··· Raw records ···

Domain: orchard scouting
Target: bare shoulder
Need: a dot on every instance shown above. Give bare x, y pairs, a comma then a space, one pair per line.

···
··· Raw records ···

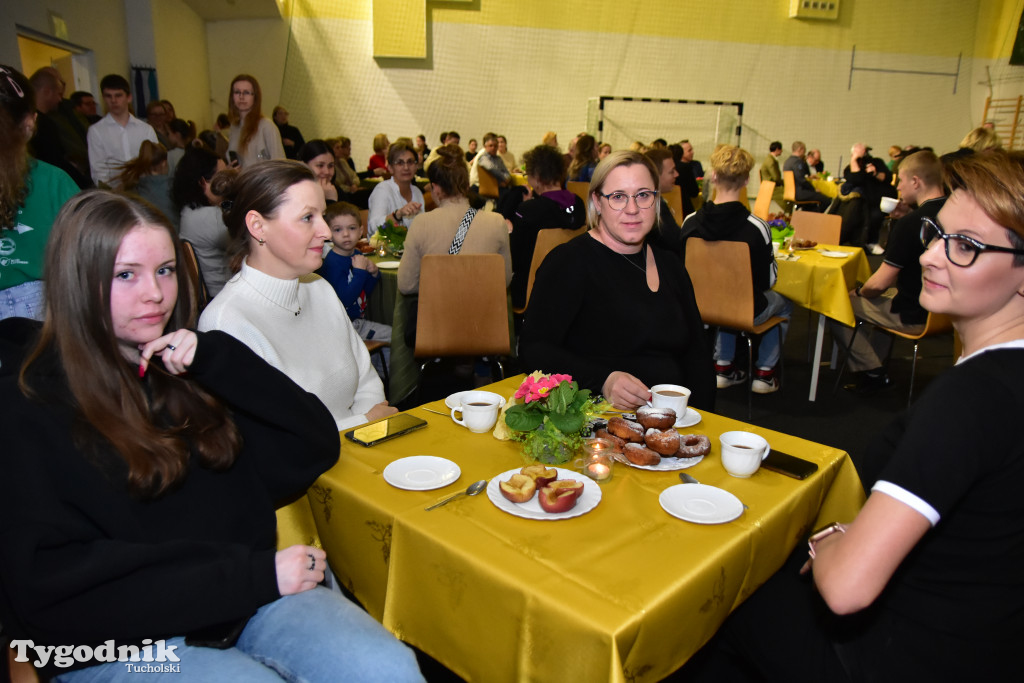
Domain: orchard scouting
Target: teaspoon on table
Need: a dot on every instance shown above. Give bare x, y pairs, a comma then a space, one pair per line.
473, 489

···
··· Raw records ···

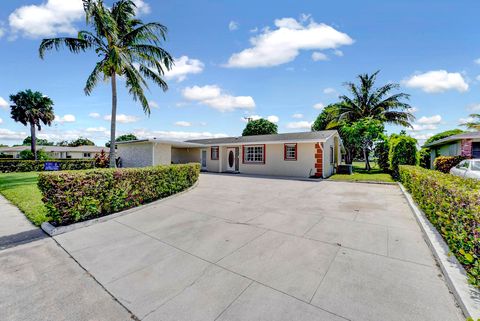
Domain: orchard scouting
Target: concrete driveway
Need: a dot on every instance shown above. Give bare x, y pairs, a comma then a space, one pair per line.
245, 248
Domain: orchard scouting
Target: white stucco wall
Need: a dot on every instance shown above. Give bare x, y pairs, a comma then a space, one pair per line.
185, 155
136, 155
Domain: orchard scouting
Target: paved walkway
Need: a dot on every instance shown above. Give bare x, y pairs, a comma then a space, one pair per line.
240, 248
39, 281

···

Problem description >>
Which lines in the rows above contain the word "Target"? Filter them out and copy each one.

Answer for this exercise >>
Target: bare shoulder
Target: teaspoon on table
Target: concrete driveway
Target: white stucco wall
Target: paved walkway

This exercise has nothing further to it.